• [WHAT TO WORK ON]
Give the records again in full, exactly as written.

• [EXERCISE INPUTS]

#####

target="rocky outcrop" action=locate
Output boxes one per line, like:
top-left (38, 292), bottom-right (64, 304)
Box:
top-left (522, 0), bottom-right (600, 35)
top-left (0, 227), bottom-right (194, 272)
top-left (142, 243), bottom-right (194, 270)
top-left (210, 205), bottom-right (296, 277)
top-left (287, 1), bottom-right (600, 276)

#####

• [EXERCISE OUTPUT]
target="rocky outcrop" action=locate
Output boxes one per line, like:
top-left (38, 292), bottom-right (64, 304)
Box:
top-left (522, 0), bottom-right (600, 35)
top-left (0, 227), bottom-right (194, 272)
top-left (142, 243), bottom-right (194, 270)
top-left (210, 205), bottom-right (296, 277)
top-left (287, 1), bottom-right (600, 276)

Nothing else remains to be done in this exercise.